▶ Exercise objective
Provide an exact transcription of all the records.

▶ The input
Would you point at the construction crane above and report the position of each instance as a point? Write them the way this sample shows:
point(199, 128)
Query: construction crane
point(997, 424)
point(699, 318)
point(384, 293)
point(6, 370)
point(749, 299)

▶ Completed task
Would you point at the construction crane above and report the position of each instance as a point? Write them the way this sample shows:
point(199, 128)
Query: construction crane
point(997, 424)
point(699, 318)
point(384, 293)
point(6, 370)
point(749, 299)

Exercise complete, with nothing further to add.